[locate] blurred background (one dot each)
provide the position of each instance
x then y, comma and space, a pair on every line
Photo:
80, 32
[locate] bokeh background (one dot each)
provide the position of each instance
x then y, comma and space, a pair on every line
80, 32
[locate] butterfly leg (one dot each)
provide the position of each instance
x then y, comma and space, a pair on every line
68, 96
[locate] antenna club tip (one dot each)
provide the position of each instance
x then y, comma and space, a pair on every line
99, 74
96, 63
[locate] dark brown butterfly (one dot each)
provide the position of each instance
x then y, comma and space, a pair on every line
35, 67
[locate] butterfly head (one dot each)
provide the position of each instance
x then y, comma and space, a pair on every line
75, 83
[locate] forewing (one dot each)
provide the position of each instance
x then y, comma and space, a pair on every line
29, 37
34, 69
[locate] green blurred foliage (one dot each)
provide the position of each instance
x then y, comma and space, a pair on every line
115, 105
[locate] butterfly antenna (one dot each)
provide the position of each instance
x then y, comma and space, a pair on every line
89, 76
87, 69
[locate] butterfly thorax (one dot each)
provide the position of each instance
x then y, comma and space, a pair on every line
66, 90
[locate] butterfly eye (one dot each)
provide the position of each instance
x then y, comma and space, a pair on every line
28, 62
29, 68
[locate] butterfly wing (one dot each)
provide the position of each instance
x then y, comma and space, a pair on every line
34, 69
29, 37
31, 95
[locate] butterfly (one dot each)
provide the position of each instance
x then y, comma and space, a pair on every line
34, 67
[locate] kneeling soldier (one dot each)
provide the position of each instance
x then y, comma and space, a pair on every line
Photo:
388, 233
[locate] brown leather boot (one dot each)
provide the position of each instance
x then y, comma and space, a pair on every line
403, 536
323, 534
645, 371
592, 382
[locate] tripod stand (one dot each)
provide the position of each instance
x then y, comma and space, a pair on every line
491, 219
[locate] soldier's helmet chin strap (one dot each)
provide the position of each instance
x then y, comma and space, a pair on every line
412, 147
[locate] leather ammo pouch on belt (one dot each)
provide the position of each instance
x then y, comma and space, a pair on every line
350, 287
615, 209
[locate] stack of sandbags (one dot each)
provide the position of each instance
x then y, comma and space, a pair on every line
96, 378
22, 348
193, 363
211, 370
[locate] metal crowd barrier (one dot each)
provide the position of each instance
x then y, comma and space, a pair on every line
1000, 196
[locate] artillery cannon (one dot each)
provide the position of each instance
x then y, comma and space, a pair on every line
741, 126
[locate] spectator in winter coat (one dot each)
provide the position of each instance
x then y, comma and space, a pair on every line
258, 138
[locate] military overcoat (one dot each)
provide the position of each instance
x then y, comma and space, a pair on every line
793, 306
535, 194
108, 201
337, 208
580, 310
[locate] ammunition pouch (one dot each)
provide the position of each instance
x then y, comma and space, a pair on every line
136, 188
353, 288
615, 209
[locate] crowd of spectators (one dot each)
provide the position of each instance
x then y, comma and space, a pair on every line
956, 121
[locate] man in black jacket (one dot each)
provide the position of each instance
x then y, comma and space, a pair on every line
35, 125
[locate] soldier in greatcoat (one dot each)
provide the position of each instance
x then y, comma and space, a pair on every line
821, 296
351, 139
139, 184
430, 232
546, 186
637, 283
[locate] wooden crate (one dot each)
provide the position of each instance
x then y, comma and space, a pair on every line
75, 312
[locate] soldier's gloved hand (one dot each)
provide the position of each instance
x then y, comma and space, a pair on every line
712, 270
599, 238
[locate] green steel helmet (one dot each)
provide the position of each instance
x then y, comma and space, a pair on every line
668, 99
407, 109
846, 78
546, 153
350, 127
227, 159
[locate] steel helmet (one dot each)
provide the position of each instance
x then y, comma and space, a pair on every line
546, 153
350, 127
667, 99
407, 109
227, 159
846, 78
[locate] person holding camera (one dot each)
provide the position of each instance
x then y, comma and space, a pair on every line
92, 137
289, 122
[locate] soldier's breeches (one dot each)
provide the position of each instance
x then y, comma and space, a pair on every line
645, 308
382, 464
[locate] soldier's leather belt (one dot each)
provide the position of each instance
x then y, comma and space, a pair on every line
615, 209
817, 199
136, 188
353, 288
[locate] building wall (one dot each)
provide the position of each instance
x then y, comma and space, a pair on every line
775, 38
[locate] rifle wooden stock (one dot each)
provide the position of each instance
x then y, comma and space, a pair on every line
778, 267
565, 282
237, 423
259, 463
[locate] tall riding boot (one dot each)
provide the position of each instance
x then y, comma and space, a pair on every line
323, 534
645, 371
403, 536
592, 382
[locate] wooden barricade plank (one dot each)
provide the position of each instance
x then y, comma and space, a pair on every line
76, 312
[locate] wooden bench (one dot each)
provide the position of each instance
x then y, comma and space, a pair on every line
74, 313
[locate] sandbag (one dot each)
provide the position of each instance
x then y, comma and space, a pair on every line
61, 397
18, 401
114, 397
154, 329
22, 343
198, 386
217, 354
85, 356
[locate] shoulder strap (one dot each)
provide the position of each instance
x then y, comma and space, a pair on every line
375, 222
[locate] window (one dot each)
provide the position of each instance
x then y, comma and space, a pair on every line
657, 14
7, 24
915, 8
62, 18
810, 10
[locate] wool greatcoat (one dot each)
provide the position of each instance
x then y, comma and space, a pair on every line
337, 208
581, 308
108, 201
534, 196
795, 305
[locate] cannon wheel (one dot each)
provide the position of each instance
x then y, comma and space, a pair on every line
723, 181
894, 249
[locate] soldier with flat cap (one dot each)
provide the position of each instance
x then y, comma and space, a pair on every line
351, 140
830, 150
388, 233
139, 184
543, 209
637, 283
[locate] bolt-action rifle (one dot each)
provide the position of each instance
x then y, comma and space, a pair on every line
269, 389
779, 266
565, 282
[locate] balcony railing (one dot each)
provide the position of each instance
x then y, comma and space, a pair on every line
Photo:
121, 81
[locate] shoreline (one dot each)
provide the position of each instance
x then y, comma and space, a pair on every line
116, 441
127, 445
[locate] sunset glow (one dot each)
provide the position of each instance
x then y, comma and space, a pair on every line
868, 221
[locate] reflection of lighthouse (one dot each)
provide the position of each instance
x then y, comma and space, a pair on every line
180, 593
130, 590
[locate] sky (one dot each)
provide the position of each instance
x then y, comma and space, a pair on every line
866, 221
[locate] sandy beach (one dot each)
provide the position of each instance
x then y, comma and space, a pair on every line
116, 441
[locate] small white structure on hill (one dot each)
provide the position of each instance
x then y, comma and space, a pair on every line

+++

• _Activity_
Print out an identical copy of the whole listing.

• _Reply to the exercise_
[locate] blurred background (one dot each)
provide the position of each instance
x then y, comma and space, a pair on every line
Photo:
80, 32
[locate] bokeh background (one dot each)
provide the position of each instance
x then y, comma and space, a pair on every line
80, 32
[locate] butterfly leg (one dot each)
provide the position of each instance
x then y, comma and space, a pair on every line
68, 96
[locate] antenna club tip (one dot each)
provide the position of each instance
x then y, comma and space, a pair on every line
99, 74
96, 63
[locate] dark brown butterfly (one dot each)
provide the position of each instance
x then y, comma and space, a pair on every line
35, 67
[locate] butterfly head (one dot each)
provide the position of each instance
x then y, comma and space, a pair on every line
75, 83
[locate] forewing (one dot each)
provide the position of each instance
x then y, comma and space, a pair on every line
29, 37
34, 69
[locate] green blurred foliage (one dot each)
provide the position of each instance
x then y, comma and space, a pair on every line
115, 105
[locate] butterfly antenna (one dot each)
provide the position of each instance
x then y, comma and space, a pair on every line
89, 76
87, 69
[locate] butterfly thorax (one dot each)
provide the position of each instance
x then y, comma and space, a pair on every line
66, 90
[locate] butterfly eye (one dot each)
provide the position of each instance
x then y, comma and space, a pair on every line
28, 62
29, 68
[locate] butterfly wing (one dot each)
provide the position of each instance
x then y, comma and space, a pair on every line
34, 69
29, 37
31, 95
[locate] butterfly (one dot each)
provide the position of each instance
x then y, comma and space, a pair on every line
34, 67
[locate] kneeling soldier (one dot each)
provide the position of each instance
x then y, comma and space, a pair on every line
Photo:
388, 233
[locate] brown leather boot (one dot each)
provide the position of each instance
x then y, comma and space, a pair on every line
403, 536
323, 534
645, 371
592, 382
[locate] tripod stand (one dot each)
provide the position of each instance
x then y, comma and space, a pair on every line
491, 219
[locate] soldier's helmet chin strap (one dot each)
provide the position of each instance
x then y, comma and space, a pair on every line
412, 147
[locate] leather ammo pouch on belt (one dot each)
provide the position of each instance
x then y, comma and space, a pair on every line
350, 287
615, 209
[locate] stack of sandbags (one dot each)
provide the position of each instance
x then y, comma and space, a pair on every line
96, 378
22, 348
193, 363
211, 370
[locate] metal crowd barrier (one dot each)
provide the position of each instance
x then y, comma and space, a pair on every line
1000, 196
[locate] artillery cannon (one dot each)
provide the position of each instance
x then y, comma and space, a pair on every line
741, 126
[locate] spectator in winter coat (one dot each)
provide the position of each instance
x then y, comma and space, a pair on every line
258, 138
[locate] military overcoat (one dot each)
provide the position of each instance
x then y, comma and space, a pair on every line
793, 306
535, 194
108, 201
337, 208
580, 310
[locate] ammunition pouch (one dot each)
provide the position of each instance
x then y, comma and space, a pair on every line
136, 188
353, 288
615, 209
[locate] crowd of spectators (one dot each)
provide the position of each instance
x then y, comma and space, a pair on every line
956, 121
[locate] man in black jacket (one dot each)
provide the position of each instance
x then y, comma and space, a pair on every line
35, 125
[locate] soldier in greatcoat (one dot each)
provide the position of each instance
x then y, comma and space, a pair on every line
821, 296
351, 139
139, 184
430, 232
546, 186
637, 283
[locate] wooden crate (one dot each)
provide the position of each instance
x then y, comma and space, a pair on every line
75, 312
[locate] soldier's gloved hand (one dot each)
provide the position of each instance
x then y, comma and space, a pair on every line
712, 270
599, 238
[locate] green steel helmet (one dot each)
provide the position of each instance
x then y, comma and space, a pair on every line
668, 99
407, 109
846, 78
546, 153
350, 127
227, 159
[locate] steel helmet (one dot each)
provide the position of each instance
x then y, comma and space, a pair on every line
546, 153
350, 127
667, 99
407, 109
227, 159
846, 78
[locate] person holding camera (one dot each)
provide the position of each instance
x then y, comma and space, a pair on every line
92, 137
289, 122
[locate] soldier's breeches (one dot each)
provide the position of each instance
x then y, comma and space, a pair on every line
645, 308
382, 464
[locate] soldier's leather belt (one dot each)
provide the position of each instance
x then y, comma and space, a pair on every line
615, 209
817, 199
136, 188
353, 288
[locate] building wall (one dot each)
provide the position of each instance
x then y, comma and space, a pair on every line
775, 38
[locate] rifle wooden stock (one dot each)
provide the position of each instance
x then y, comma and space, a pair on every line
778, 267
565, 282
237, 423
259, 463
[locate] tall riding boot (one dot each)
provide the position of each instance
x then y, comma and space, a pair on every line
323, 534
645, 371
403, 536
592, 382
[locate] wooden barricade plank (one dot each)
provide the position of each instance
x then y, comma and space, a pair on every line
76, 312
[locate] wooden bench (one dot each)
provide the position of each instance
x then y, comma and space, a pair on every line
74, 313
[locate] sandbag (one dot each)
provide the position of each instance
x then y, comma and space, a pair on every line
61, 397
18, 401
114, 397
154, 329
22, 343
198, 386
217, 354
85, 356
[locate] shoulder strap (one dot each)
provide the position of each instance
x then y, comma and space, a pair on every line
375, 222
[locate] window (one dot each)
provide the position of each instance
x then y, comma and space, a pair on every line
657, 14
7, 24
915, 8
62, 18
810, 10
[locate] wool greatcoat (one dot each)
provide the position of each instance
x then y, comma and space, a pair on every line
337, 208
581, 308
108, 201
534, 196
795, 305
[locate] cannon wheel (one dot each)
provide the position of each instance
x then y, comma and space, a pair on every line
723, 181
894, 249
[locate] soldier with flat cap (one dot each)
provide the position of each instance
x then y, comma and space, a pair on every line
351, 140
830, 150
388, 233
139, 184
543, 209
637, 283
[locate] bolt-action rifle (one dot each)
provide the position of each instance
x then y, comma and space, a pair on every line
269, 389
779, 266
565, 282
[locate] balcony railing (one dot each)
provide the position of each instance
x then y, comma and space, a pair on every line
Photo:
121, 81
[locate] shoreline (one dot each)
provide the position of each instance
x then y, comma and space, a pair on every line
116, 441
127, 445
[locate] sunset glow (one dot each)
provide the position of each instance
x then y, comma and space, a pair on every line
868, 221
[locate] reflection of lighthouse (one dot each)
provide the position of each instance
x then y, comma and space, a pair on every line
180, 593
130, 590
[locate] sky (one dot each)
provide the position of each instance
x then y, comma and space, a pair on every line
866, 221
[locate] sandy beach (one dot each)
provide the position of each instance
x then y, comma and space, a pair on every line
116, 441
[locate] small white structure on hill (one dot each)
provide the position of each instance
x then y, comma and space, a pair on every line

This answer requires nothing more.